## TEXT
****************************************
Colorado Killer and the Insanity Defense
July 23, 2012
The discussion at our family lunch yesterday was the likelihood of an insanity plea from the Colorado killer.
Let’s distinguish between competency and insanity. In order for the legal process to proceed, the defendant must be competent. The definition of competency is that the defendant understands the charges against him and can assist in his own defense. This is such a low standard that the only defendants found incompetent are those who are virtually catatonic and non-communicative.
To be found Not Guilty by Reason of a Mental Disease or Defect (NGI) is also a two part test. First, there has to be a mental disease or defect. An anti-social personality is not a mental disease or defect. Second, as a result of the mental disease or defect, the defendant must not be able to differentiate between right and wrong. Again, the test is that he is “not able” to differentiate – not that he chose not to.
As a prosecutor, I handled a number of NGI cases. The competency issue was a very common one in misdemeanor disorderly conduct cases, where the real “crime” was severe mental illness. It was rarely an issue in felony cases.
The NGI issue, however, was an issue in several cases, but it usually was not an impediment for prosecution. Where the defendant was capable of living even a relatively normal life, getting up in the morning, getting dressed, sometimes even going to work, it was fairly easy to persuade a jury that the defendant made numerous decisions every day exhibiting an ability to distinguish between right and wrong.
Of course, there is something severely wrong with a person who plans for months to execute innocent people. For that matter, anyone who would point a gun and pull a trigger at an innocent person is severely disturbed. But, that is not the standard and juries are not likely to feel sorry for such a person.
I would totally expect the defense to opt for an NGI plea, often called the “plea of last resort.” I would not expect the defendant to succeed.
****************************************
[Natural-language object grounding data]

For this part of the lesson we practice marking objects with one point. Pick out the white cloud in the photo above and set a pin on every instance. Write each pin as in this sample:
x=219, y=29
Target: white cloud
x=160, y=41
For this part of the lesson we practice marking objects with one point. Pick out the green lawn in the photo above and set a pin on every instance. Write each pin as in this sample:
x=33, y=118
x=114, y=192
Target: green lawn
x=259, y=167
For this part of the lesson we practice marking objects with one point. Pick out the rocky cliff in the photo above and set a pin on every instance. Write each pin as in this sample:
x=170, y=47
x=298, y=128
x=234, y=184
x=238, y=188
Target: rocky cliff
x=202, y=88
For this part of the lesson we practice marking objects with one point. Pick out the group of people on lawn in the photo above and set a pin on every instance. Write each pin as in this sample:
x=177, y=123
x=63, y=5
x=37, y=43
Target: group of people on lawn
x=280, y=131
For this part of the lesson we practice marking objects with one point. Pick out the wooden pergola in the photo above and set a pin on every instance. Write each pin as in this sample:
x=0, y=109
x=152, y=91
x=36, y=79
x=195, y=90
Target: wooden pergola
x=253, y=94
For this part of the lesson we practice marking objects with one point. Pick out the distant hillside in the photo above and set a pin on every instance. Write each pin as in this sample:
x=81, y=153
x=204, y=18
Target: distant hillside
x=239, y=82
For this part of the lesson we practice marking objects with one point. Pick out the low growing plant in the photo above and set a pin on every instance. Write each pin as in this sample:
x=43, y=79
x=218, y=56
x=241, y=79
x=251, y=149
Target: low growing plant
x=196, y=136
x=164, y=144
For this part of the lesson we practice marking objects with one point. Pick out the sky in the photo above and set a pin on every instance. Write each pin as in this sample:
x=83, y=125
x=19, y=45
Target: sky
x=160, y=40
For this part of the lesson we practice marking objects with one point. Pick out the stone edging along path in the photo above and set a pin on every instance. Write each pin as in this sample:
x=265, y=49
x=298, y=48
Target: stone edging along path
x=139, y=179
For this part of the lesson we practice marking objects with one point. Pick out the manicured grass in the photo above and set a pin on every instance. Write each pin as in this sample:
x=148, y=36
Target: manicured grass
****************************************
## SET OF TASKS
A – In the text on the insanity defense, translate this sentence into Spanish: "An anti-social personality is not a mental disease or defect."
B – Answer these questions from the text on the insanity defense above the listing:
(i) What date does the text carry?
(ii) In what kind of cases was competency a very common issue?
(iii) What is the NGI plea often called?
C – The text on the insanity defense gives everyday activities as signs that a defendant could live a relatively normal life. List all of them.

## ANSWERS TO EACH TASK
A – Una personalidad antisocial no es una enfermedad ni un defecto mental.

B –
(i) July 23, 2012.
(ii) Misdemeanor disorderly conduct cases.
(iii) The "plea of last resort."

C –
- Getting up in the morning
- Getting dressed
- Going to work (sometimes)